Was zu tun ist:
A) Nenne alle Städte, die im Text über Rudolf Hilferding vorkommen.
B) Gib aus dem Text über Rudolf Hilferding die Stelle wortgetreu aus, die mit „Nach seiner Ausbürgerung“ beginnt und bis einschließlich „unter ungeklärten Umständen.“ reicht.

Quellenauszug:

────────────────────────────────────────

Rudolf Hilferding: „Vorwärts“-Chefredakteur und Reichsfinanzminister
picture alliance / ullstein bild
Was für eine Parteikarriere: Nach der Promotion zum Dr. med. und seiner kurzfristigen Arbeit als Kinderarzt lehrte der am 10. August 1877 in Wien geborene Rudolf Hilferding 1906/07 an der Parteischule der SPD in Berlin. Von da an arbeitete er bis zu seinem Einsatz im Ersten Weltkrieg für den „Vorwärts“. Seine Tätigkeit für die Parteizeitung lässt sich besonders an Hand seines leidenschaftlichen Engagements in der Auseinandersetzung mit dem Parteivorstand belegen. Während der sich mit fortlaufender Kriegsdauer verschärfender Zensur näherte sich Hilferding als führendes Redaktionsmitglied mehr und mehr der links-zentristischen Minderheit in der Reichstagsfraktion an.
Auseinandersetzungen mit dem SPD-Vorstand
Hilferding beteuert stellvertretend für alle Redakteure des „Vorwärts“: „Wir dürfen nicht schreiben, wie wir wollen, aber anders schreiben können wir nicht.“ Der Parteivorstand wurde durch die redaktionelle Haltung mehrfach in arge Bedrängnis gebracht. So musste er beim Reichsinnenministerium um die Freigabe verbotener Ausgaben bitten und für die Zukunft Besserung geloben.
Hilferding setzte sich in den Sitzungen des Parteivorstandes leidenschaftlich für den „Vorwärts“ ein. So forderte er die uneingeschränkte Unterstützung der Parteiführung für die regierungskritischen Artikel im August 1914. Die Zukunft der sozialdemokratischen Bewegung stehe auf dem Spiel, so die Meinung der Redaktion. Die Parteiführung sah keine Chance, Hilferding und seine Kollegen zu disziplinieren, da sie Gegenreaktionen aus der Parteibasis fürchteten.
Hilferdings Erfahrungens als Feldarzt in der österreichisch-ungarischen Armee unterstrichen seine generelle anti-militaristische Grundhaltung und veranlassten ihn, ab 1917 für die USPD zu kämpfen. Von 1918 bis 1923 war Hilferding Chefredakteur des „Vorwärts“-Konkurrenzblattes „Die Freiheit“, der Zeitung der Unabhängigen SPD.
Einmal USPD und zurück
Nach der von ihm unterstützten Wiederangliederung an die MSPD begann für Rudolf Hilferdings die politische Karriere. Im Kabinett Stresemann übernahm er für kurze Zeit das Amt des Reichsfinanzministers. Von 1924 bis 1933 saß er als Abgeordneter im Reichstag. Unter Reichskanzler Hermann Müller (SPD) wurde er abermals zum Reichsfinanzminister berufen, musste aber in Folge des Schwarzen Freitags – des Börsencrashs in New York – zurücktreten.
Nach seiner Ausbürgerung durch die Nazis 1933, floh Hilferding über Zürich nach Frankreich. Als Mitglied des Exilparteivorstandes war er weiterhin am Kampf gegen den Nationalsozialismus beteiligt. Nach der Besetzung Frankreichs wurde Hilferding in Marseille festgenommen und starb am 11. Februar 1941 im Gestapogefägnis Le Santè in Paris unter ungeklärten Umständen.

────────────────────────────────────────

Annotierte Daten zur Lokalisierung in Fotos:
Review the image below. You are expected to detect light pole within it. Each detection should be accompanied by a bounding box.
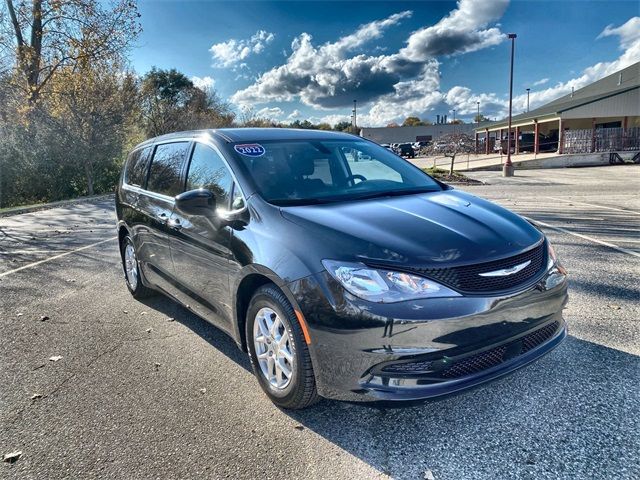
[502,33,517,177]
[353,100,358,135]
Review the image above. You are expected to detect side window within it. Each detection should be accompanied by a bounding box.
[187,143,236,209]
[342,147,402,182]
[124,147,151,187]
[231,183,244,210]
[147,142,189,197]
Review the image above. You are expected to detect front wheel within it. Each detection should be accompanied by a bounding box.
[246,285,320,409]
[120,235,155,299]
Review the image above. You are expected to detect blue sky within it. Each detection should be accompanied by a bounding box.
[132,0,640,126]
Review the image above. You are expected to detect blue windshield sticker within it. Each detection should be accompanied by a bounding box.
[233,143,264,157]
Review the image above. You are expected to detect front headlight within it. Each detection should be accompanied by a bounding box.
[547,239,567,275]
[322,260,460,303]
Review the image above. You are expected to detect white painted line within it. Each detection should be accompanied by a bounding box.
[0,237,118,278]
[532,219,640,258]
[0,250,62,255]
[547,197,640,215]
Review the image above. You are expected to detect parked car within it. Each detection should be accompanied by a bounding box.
[116,128,567,408]
[398,143,416,158]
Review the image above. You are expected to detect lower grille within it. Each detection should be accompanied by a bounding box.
[382,321,560,380]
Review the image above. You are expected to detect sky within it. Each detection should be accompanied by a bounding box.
[131,0,640,126]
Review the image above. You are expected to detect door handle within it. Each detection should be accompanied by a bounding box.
[167,218,182,231]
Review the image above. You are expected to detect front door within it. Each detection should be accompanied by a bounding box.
[169,142,240,332]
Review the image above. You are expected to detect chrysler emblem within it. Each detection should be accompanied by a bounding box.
[478,260,531,277]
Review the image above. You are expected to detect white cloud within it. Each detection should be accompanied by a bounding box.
[231,0,640,126]
[231,0,508,124]
[312,114,351,127]
[209,30,275,67]
[255,107,284,121]
[191,76,216,91]
[399,0,509,61]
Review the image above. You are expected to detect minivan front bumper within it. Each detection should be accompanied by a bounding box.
[288,268,568,401]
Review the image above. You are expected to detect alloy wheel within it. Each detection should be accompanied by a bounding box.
[253,307,295,390]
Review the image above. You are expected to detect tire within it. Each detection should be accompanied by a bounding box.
[120,235,156,299]
[245,284,320,410]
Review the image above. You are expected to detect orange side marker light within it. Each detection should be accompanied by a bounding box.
[293,309,311,345]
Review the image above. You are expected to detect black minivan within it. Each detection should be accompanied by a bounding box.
[116,128,567,408]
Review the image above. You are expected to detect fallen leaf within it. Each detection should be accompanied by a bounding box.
[2,450,22,463]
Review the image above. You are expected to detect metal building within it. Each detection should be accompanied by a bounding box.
[475,62,640,154]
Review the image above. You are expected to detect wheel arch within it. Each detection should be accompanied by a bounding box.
[233,265,300,352]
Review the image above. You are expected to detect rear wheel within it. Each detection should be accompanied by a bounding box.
[120,235,155,298]
[246,285,320,409]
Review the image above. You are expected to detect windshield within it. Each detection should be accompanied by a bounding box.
[233,140,442,206]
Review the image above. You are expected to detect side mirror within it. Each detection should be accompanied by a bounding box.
[175,188,216,218]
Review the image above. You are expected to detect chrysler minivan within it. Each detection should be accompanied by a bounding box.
[116,128,567,409]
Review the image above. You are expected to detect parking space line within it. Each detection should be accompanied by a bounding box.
[532,219,640,258]
[0,237,118,278]
[547,197,640,215]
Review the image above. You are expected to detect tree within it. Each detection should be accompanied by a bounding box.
[0,0,140,105]
[426,133,475,175]
[141,67,235,137]
[289,120,316,130]
[47,62,142,195]
[402,117,426,127]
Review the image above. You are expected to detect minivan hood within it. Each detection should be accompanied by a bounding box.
[281,189,543,267]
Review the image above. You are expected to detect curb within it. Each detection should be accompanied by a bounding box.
[0,193,113,218]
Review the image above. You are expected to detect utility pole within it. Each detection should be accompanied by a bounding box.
[502,33,517,177]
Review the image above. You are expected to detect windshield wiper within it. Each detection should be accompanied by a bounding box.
[269,187,440,207]
[269,198,332,207]
[345,187,440,200]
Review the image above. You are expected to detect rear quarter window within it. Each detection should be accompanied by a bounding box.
[124,147,151,187]
[147,142,189,197]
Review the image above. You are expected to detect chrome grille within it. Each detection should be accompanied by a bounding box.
[408,242,546,293]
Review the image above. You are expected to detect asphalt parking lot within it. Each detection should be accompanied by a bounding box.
[0,166,640,480]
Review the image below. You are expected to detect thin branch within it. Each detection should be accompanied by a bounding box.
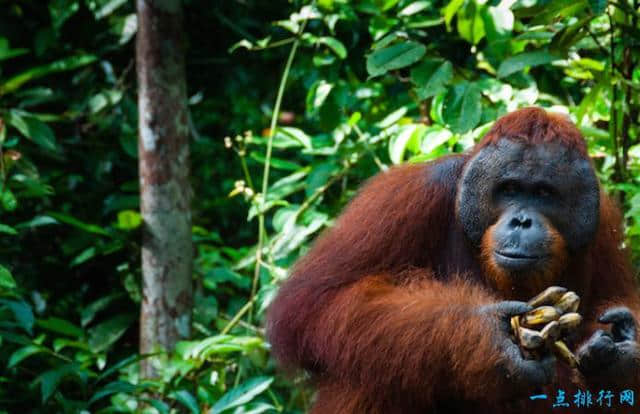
[249,19,307,323]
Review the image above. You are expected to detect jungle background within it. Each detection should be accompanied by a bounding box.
[0,0,640,414]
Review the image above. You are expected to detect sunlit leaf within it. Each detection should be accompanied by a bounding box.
[498,50,558,78]
[0,55,96,94]
[442,82,482,133]
[211,377,273,414]
[367,41,427,76]
[0,265,16,289]
[411,59,453,99]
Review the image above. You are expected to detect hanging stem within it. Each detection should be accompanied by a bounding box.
[248,20,307,323]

────────────────────────────────────────

Lösungen:
A) Wien, Berlin, New York, Zürich, Marseille, Paris

B)
Nach seiner Ausbürgerung durch die Nazis 1933, floh Hilferding über Zürich nach Frankreich. Als Mitglied des Exilparteivorstandes war er weiterhin am Kampf gegen den Nationalsozialismus beteiligt. Nach der Besetzung Frankreichs wurde Hilferding in Marseille festgenommen und starb am 11. Februar 1941 im Gestapogefägnis Le Santè in Paris unter ungeklärten Umständen.